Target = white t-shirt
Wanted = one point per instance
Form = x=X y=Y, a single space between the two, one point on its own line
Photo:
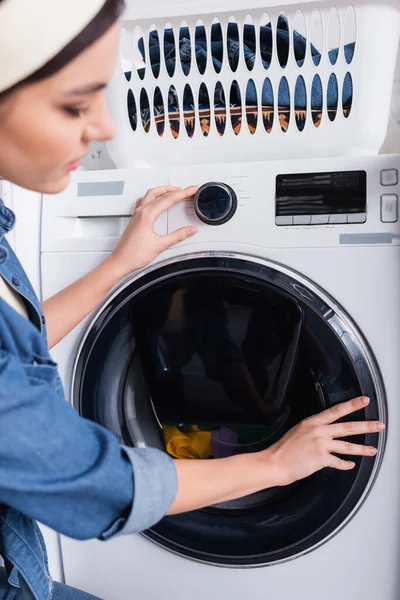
x=12 y=298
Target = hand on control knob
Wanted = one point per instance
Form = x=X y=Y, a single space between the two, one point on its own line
x=140 y=244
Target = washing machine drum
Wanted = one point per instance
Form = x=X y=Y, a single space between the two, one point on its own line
x=239 y=350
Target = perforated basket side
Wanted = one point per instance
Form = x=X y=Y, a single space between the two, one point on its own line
x=321 y=88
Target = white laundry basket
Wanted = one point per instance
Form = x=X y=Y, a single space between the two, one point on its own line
x=300 y=59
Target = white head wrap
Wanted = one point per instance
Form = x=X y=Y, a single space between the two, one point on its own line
x=34 y=31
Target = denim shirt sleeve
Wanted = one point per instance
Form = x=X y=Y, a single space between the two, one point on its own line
x=65 y=471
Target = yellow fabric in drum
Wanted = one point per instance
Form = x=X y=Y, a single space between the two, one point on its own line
x=188 y=443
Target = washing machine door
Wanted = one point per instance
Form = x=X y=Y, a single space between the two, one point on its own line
x=241 y=350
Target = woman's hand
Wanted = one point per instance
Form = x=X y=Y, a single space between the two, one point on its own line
x=308 y=447
x=305 y=449
x=140 y=244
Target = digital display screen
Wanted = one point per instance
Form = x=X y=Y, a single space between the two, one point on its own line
x=338 y=192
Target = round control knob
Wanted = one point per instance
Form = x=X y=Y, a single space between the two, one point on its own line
x=215 y=203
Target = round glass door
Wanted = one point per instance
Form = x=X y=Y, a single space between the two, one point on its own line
x=213 y=356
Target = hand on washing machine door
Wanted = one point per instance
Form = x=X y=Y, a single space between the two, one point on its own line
x=140 y=244
x=312 y=444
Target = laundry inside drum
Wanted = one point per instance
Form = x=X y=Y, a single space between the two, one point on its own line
x=220 y=368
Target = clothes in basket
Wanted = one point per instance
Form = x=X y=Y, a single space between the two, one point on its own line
x=236 y=102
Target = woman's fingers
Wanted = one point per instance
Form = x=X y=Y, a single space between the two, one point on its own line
x=176 y=237
x=338 y=430
x=160 y=205
x=350 y=449
x=156 y=192
x=340 y=464
x=338 y=411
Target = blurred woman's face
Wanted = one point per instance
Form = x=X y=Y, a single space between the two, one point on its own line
x=46 y=127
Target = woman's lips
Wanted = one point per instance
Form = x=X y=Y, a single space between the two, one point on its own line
x=73 y=165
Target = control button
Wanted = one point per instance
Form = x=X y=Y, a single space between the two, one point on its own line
x=357 y=218
x=319 y=219
x=337 y=219
x=389 y=208
x=215 y=203
x=301 y=220
x=389 y=177
x=286 y=220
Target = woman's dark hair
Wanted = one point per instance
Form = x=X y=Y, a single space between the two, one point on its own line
x=105 y=18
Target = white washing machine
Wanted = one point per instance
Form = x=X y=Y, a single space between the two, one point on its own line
x=292 y=283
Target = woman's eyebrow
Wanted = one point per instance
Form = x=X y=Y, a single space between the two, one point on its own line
x=86 y=89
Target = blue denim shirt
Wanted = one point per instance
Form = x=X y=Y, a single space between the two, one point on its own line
x=65 y=471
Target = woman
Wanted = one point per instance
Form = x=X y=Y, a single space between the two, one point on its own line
x=56 y=58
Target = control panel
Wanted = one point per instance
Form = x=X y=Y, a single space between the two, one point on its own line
x=332 y=198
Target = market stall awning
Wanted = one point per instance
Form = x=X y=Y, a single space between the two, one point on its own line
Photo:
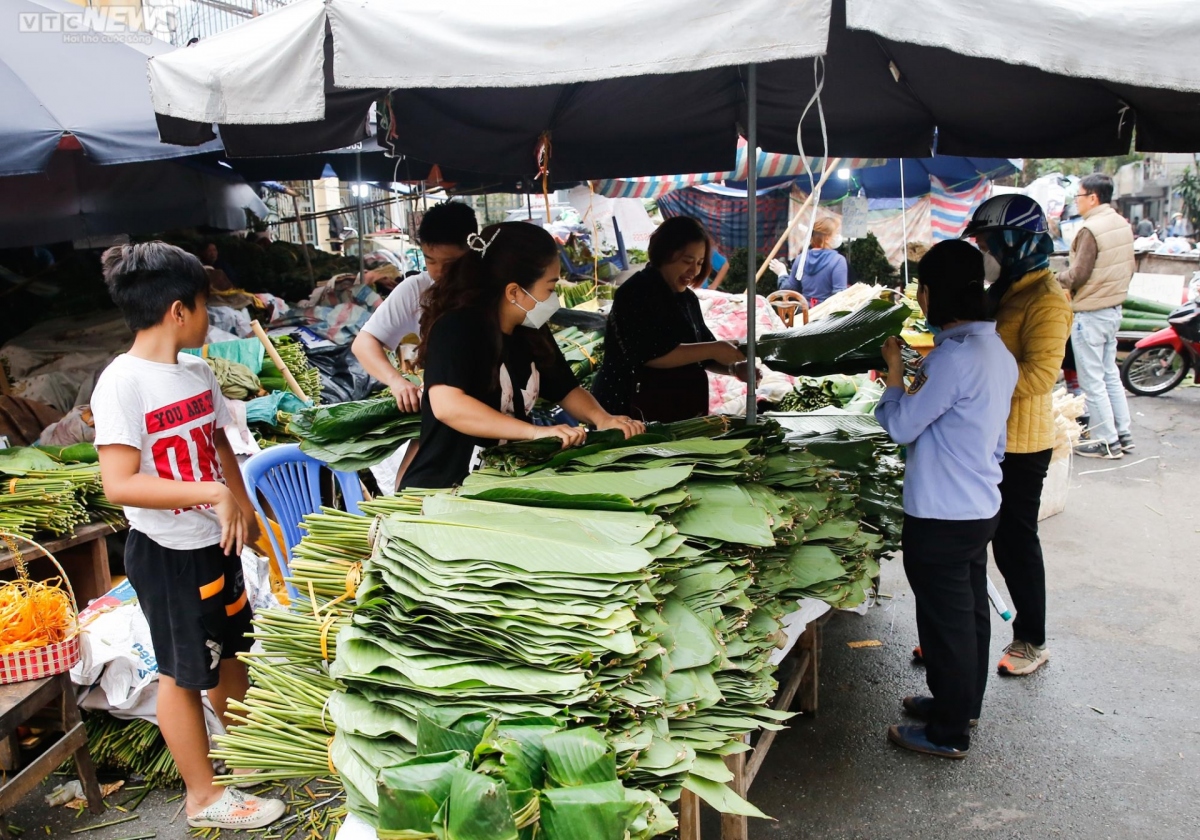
x=627 y=88
x=66 y=79
x=75 y=199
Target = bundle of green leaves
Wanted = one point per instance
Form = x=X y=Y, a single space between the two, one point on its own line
x=353 y=436
x=840 y=343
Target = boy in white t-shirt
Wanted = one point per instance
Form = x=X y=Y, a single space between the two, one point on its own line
x=163 y=455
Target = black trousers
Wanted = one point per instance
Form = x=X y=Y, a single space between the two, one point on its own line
x=947 y=567
x=1017 y=547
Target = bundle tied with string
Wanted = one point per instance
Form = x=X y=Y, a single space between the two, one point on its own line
x=39 y=621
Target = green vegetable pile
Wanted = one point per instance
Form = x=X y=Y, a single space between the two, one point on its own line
x=353 y=436
x=1139 y=315
x=809 y=395
x=52 y=490
x=853 y=393
x=292 y=354
x=237 y=381
x=133 y=747
x=840 y=343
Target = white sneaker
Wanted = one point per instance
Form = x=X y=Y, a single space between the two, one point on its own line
x=238 y=811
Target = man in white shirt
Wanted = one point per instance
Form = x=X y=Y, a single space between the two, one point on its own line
x=443 y=237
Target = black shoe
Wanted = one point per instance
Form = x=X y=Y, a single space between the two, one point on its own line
x=923 y=707
x=1099 y=449
x=915 y=738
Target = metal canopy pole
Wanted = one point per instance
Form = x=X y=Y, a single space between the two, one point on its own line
x=753 y=235
x=358 y=162
x=904 y=221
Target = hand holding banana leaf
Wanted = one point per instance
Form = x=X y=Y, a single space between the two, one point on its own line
x=841 y=343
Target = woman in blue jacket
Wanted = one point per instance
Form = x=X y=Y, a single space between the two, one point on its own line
x=953 y=419
x=825 y=270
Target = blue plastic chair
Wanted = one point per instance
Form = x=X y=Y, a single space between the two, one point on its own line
x=289 y=481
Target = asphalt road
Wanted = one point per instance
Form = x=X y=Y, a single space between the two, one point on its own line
x=1102 y=744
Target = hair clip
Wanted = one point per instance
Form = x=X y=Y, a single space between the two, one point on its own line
x=480 y=245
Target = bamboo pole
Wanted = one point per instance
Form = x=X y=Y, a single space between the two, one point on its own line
x=261 y=334
x=831 y=167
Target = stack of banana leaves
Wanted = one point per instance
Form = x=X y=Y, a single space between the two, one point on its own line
x=583 y=351
x=619 y=599
x=868 y=463
x=353 y=436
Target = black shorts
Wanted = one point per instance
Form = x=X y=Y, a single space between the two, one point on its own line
x=195 y=601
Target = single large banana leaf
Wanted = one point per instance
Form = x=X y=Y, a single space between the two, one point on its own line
x=721 y=797
x=477 y=809
x=576 y=757
x=441 y=731
x=598 y=811
x=412 y=793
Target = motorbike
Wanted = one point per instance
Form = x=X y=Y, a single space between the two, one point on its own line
x=1162 y=360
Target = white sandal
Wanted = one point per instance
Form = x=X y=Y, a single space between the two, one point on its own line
x=238 y=811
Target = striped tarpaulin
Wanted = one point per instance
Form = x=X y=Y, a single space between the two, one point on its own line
x=724 y=214
x=949 y=208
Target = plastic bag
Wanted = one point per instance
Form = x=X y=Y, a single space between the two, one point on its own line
x=342 y=377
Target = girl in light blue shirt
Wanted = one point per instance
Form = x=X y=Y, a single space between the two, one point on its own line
x=953 y=419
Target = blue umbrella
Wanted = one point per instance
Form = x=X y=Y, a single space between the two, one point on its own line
x=67 y=83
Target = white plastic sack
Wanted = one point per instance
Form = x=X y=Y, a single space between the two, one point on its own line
x=1054 y=491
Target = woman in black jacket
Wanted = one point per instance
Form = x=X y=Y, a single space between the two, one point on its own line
x=657 y=346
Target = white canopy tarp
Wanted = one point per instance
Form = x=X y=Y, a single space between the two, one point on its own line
x=270 y=70
x=1149 y=43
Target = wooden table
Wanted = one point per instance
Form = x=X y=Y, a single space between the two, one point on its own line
x=22 y=701
x=83 y=555
x=804 y=682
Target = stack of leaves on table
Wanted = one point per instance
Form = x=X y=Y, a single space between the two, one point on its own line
x=631 y=587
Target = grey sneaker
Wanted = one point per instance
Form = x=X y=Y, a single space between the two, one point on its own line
x=1021 y=658
x=1099 y=449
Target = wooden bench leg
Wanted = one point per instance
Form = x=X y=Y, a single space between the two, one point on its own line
x=689 y=816
x=735 y=827
x=71 y=718
x=810 y=684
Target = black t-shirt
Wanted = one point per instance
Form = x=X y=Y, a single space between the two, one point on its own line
x=461 y=353
x=648 y=321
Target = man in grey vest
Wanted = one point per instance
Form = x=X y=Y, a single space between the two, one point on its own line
x=1102 y=264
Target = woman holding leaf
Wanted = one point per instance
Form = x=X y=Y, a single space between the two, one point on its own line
x=953 y=418
x=489 y=357
x=657 y=345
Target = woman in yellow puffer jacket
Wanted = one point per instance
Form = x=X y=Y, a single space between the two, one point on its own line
x=1033 y=319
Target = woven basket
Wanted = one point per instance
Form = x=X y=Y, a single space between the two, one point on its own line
x=49 y=659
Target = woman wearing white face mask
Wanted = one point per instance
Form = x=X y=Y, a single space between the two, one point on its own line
x=657 y=345
x=489 y=355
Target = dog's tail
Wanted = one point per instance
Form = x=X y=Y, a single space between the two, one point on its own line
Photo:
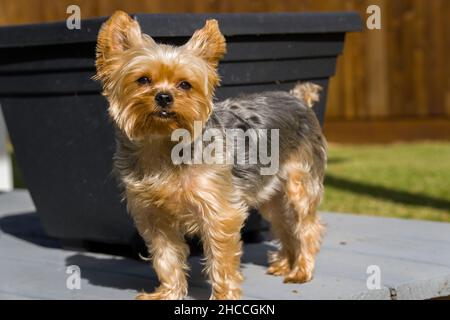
x=307 y=92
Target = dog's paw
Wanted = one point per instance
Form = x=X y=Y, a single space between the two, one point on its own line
x=278 y=265
x=299 y=274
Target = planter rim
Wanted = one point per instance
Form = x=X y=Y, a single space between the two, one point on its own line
x=183 y=25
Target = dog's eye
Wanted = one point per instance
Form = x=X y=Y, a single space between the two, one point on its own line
x=185 y=85
x=144 y=80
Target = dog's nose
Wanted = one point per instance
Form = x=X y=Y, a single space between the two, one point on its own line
x=164 y=99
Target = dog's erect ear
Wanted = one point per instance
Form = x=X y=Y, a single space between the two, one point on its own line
x=208 y=43
x=117 y=34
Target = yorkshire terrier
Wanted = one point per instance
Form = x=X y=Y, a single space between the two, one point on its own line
x=154 y=89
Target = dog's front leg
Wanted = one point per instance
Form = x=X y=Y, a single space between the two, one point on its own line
x=221 y=236
x=169 y=253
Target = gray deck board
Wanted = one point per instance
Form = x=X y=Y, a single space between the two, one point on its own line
x=413 y=256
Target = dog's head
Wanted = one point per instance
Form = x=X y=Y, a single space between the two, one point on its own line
x=153 y=88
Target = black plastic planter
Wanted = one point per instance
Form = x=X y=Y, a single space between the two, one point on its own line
x=57 y=118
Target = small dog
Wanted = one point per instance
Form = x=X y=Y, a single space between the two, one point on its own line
x=154 y=89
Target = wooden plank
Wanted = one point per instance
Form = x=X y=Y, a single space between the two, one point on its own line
x=235 y=73
x=387 y=131
x=185 y=25
x=249 y=48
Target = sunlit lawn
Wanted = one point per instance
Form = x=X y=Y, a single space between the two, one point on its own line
x=398 y=180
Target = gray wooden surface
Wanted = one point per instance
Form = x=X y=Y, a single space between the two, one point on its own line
x=413 y=257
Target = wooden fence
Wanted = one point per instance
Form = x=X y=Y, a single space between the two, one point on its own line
x=399 y=73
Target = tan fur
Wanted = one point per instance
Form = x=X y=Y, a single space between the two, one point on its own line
x=169 y=201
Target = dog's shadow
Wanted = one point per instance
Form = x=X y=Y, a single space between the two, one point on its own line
x=128 y=274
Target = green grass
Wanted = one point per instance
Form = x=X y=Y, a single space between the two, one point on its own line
x=407 y=180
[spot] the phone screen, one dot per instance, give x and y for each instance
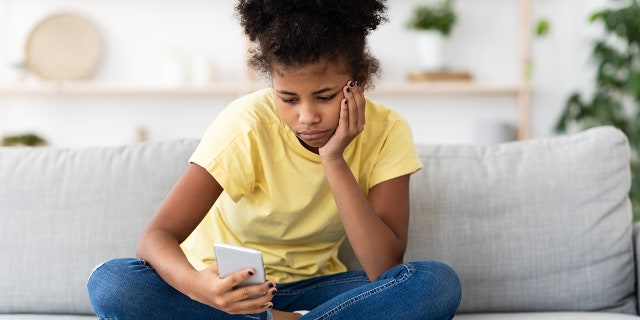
(232, 258)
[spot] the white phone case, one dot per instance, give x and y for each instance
(232, 258)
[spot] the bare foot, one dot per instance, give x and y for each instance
(281, 315)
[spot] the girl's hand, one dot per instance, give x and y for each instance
(351, 123)
(210, 289)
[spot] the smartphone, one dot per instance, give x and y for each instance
(232, 258)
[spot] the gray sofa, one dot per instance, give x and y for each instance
(539, 229)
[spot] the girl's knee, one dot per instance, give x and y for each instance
(441, 280)
(111, 282)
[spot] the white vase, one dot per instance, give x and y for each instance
(429, 44)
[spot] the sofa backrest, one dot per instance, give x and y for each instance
(537, 225)
(62, 211)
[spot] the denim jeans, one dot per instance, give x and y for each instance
(131, 289)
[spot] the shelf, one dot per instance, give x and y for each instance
(239, 88)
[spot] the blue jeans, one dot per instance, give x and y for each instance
(131, 289)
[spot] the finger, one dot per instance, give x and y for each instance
(343, 123)
(253, 291)
(254, 303)
(352, 107)
(358, 96)
(237, 277)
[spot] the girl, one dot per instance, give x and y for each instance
(292, 171)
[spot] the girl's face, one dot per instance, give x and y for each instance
(308, 100)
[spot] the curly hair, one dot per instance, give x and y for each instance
(292, 33)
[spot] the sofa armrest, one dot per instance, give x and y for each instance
(636, 245)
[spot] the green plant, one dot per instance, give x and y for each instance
(26, 139)
(616, 99)
(440, 17)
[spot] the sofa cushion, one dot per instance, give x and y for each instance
(537, 225)
(63, 211)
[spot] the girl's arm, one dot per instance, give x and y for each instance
(180, 213)
(376, 226)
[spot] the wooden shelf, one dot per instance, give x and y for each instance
(238, 88)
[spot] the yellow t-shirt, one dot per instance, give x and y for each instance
(276, 198)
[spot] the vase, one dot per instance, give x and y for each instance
(429, 44)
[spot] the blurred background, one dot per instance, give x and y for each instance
(163, 69)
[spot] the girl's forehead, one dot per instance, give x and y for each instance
(320, 68)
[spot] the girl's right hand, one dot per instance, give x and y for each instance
(210, 289)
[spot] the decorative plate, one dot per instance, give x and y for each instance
(64, 46)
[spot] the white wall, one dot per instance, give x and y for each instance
(138, 35)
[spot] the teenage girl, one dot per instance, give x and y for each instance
(293, 171)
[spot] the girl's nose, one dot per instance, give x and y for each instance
(308, 114)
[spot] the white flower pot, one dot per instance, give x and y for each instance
(430, 52)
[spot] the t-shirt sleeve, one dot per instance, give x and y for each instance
(397, 156)
(225, 152)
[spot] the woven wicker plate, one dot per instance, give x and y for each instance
(64, 47)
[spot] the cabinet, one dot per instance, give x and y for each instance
(520, 90)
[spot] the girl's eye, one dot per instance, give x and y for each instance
(288, 100)
(327, 98)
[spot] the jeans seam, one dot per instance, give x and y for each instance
(368, 293)
(323, 284)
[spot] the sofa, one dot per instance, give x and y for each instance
(536, 229)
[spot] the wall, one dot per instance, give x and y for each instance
(140, 36)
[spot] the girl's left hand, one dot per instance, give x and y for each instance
(351, 123)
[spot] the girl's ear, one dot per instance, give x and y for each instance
(363, 78)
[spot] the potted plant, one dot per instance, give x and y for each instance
(22, 140)
(433, 24)
(616, 97)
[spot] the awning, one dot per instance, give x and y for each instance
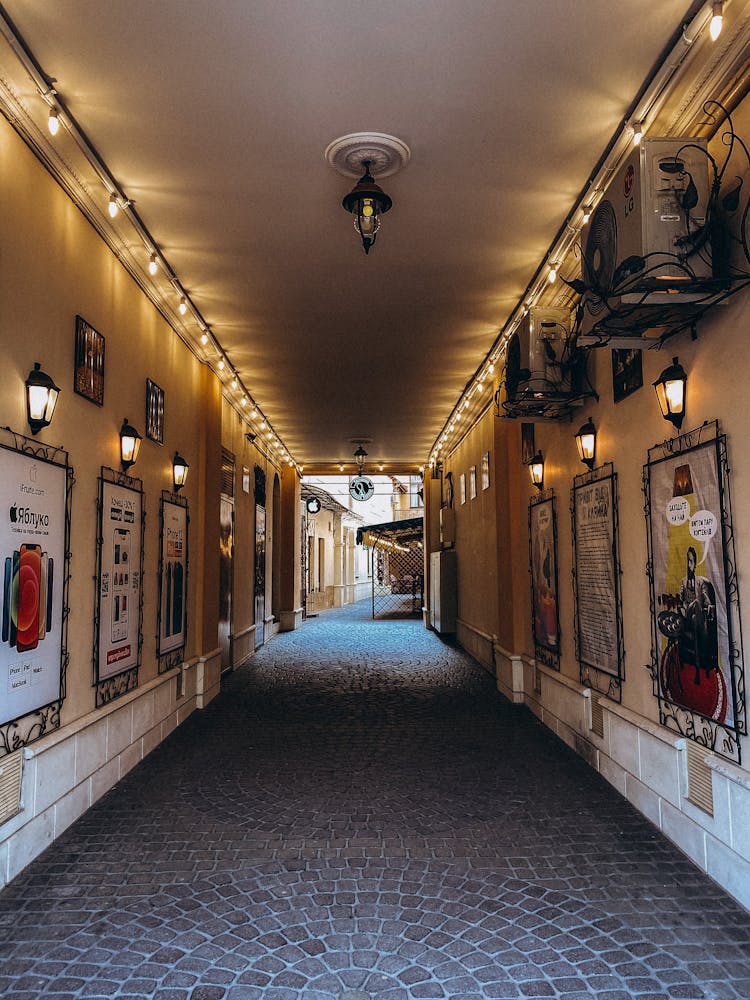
(407, 533)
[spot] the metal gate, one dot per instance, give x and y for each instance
(397, 580)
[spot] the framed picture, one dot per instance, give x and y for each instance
(627, 372)
(596, 578)
(35, 489)
(88, 370)
(173, 569)
(486, 471)
(697, 664)
(527, 443)
(154, 412)
(118, 639)
(543, 558)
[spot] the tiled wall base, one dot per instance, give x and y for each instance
(66, 772)
(646, 763)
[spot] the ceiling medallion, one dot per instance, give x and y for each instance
(370, 154)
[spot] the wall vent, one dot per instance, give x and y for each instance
(700, 785)
(597, 716)
(10, 785)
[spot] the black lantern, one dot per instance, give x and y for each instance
(130, 445)
(367, 202)
(586, 443)
(41, 398)
(536, 470)
(179, 471)
(671, 389)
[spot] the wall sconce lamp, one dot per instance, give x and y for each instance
(130, 445)
(179, 471)
(586, 443)
(367, 201)
(41, 398)
(536, 470)
(359, 457)
(671, 389)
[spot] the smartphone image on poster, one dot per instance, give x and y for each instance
(177, 576)
(6, 597)
(50, 581)
(13, 600)
(121, 573)
(42, 619)
(29, 585)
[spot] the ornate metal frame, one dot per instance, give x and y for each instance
(542, 652)
(174, 657)
(27, 728)
(109, 688)
(721, 738)
(592, 676)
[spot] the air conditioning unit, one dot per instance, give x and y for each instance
(645, 249)
(536, 354)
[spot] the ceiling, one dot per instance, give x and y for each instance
(214, 119)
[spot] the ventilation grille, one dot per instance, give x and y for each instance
(700, 786)
(10, 786)
(227, 473)
(597, 717)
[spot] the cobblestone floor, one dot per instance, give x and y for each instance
(359, 815)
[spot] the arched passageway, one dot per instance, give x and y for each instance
(360, 815)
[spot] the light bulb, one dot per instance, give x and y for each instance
(717, 20)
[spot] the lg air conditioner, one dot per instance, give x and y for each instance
(646, 254)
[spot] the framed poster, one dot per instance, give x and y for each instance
(596, 578)
(697, 664)
(117, 641)
(173, 565)
(88, 366)
(543, 558)
(35, 487)
(154, 412)
(486, 471)
(627, 372)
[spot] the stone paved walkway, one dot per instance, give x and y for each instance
(359, 815)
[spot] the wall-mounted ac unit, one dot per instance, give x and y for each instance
(536, 353)
(645, 249)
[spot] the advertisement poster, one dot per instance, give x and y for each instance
(173, 578)
(119, 580)
(542, 539)
(689, 584)
(32, 522)
(595, 576)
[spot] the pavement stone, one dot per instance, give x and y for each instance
(360, 815)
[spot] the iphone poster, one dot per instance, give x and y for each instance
(173, 577)
(32, 522)
(119, 580)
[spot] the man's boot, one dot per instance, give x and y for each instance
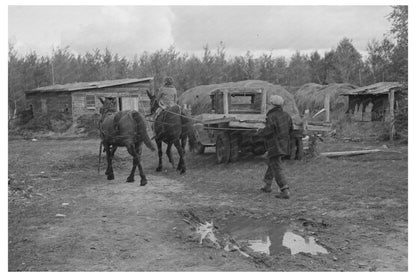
(267, 187)
(284, 194)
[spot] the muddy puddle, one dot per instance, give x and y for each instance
(250, 235)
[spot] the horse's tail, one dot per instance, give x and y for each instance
(190, 130)
(142, 130)
(191, 133)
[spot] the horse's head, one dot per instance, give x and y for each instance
(109, 105)
(154, 104)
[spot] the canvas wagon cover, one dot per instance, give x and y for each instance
(199, 97)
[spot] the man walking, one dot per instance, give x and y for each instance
(277, 133)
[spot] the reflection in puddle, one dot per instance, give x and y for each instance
(297, 244)
(260, 246)
(247, 235)
(206, 232)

> _AIM_:
Reproduce precisely the lines of the listing above, from the line containing "[spot] the advertisement" to the last line, both ends included. Pictures are to be omitted.

> _THE SOLUTION_:
[spot] the advertisement poster, one dot per instance, give x and y for each instance
(173, 578)
(119, 580)
(542, 539)
(689, 584)
(32, 522)
(595, 576)
[spot] the pavement stone, one dot per instance, give x and y for each instance
(360, 815)
[spot] the iphone poster, one dot per instance, give x and y for each instance
(173, 577)
(32, 522)
(119, 580)
[spot] the man's boot, one dot per instance, give x and y for each instance
(267, 187)
(284, 194)
[spot] the muddy puddle, one dot per instance, give x and y for each instance
(250, 235)
[spot] the horse's tail, one dot per instance, give x and y for each instance
(190, 130)
(142, 130)
(191, 133)
[spot] the horse's head, one dot per instance, give x and y for each instance
(109, 105)
(154, 104)
[spot] the canvas wagon cover, one dot per instance, give x and y for each instance
(199, 97)
[spot] the man walking, one dot per instance, give x and y for each instance
(277, 133)
[spot] the reflection in puddle, one dot per instance, give x and y for each instance
(297, 244)
(260, 246)
(247, 235)
(206, 232)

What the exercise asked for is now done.